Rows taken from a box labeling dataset
====================
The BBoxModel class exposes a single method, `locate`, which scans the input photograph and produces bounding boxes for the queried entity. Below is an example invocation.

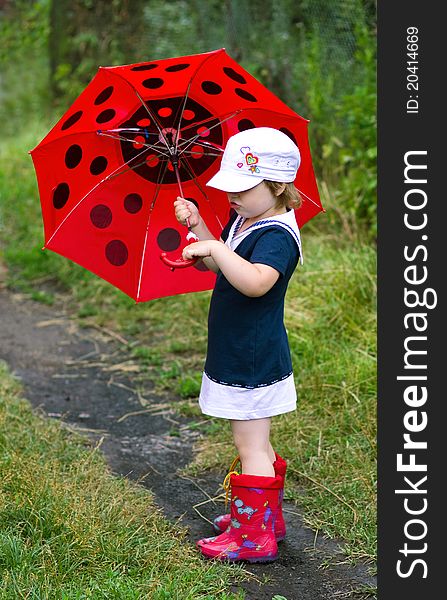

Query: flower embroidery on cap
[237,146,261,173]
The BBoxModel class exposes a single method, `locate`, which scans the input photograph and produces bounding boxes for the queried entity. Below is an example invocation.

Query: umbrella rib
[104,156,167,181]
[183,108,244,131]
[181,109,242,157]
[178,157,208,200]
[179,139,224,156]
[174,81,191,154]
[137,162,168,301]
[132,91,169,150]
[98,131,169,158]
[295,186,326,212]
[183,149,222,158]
====================
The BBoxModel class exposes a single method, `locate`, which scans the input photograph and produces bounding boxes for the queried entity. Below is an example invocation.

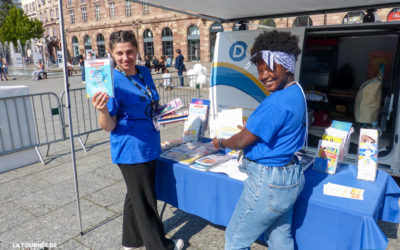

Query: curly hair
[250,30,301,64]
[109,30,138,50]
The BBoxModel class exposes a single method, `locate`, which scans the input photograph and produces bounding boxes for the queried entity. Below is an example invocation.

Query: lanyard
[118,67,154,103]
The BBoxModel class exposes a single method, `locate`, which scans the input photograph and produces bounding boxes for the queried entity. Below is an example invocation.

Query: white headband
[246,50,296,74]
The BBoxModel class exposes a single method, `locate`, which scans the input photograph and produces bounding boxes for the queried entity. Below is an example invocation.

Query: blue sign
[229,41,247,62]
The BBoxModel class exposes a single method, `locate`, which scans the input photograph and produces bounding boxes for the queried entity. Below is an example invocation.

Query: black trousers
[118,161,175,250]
====================
Work to be completed:
How many lines in the material above contain the string "Query", with case counting? Reply with the number only.

Answer to this problem:
7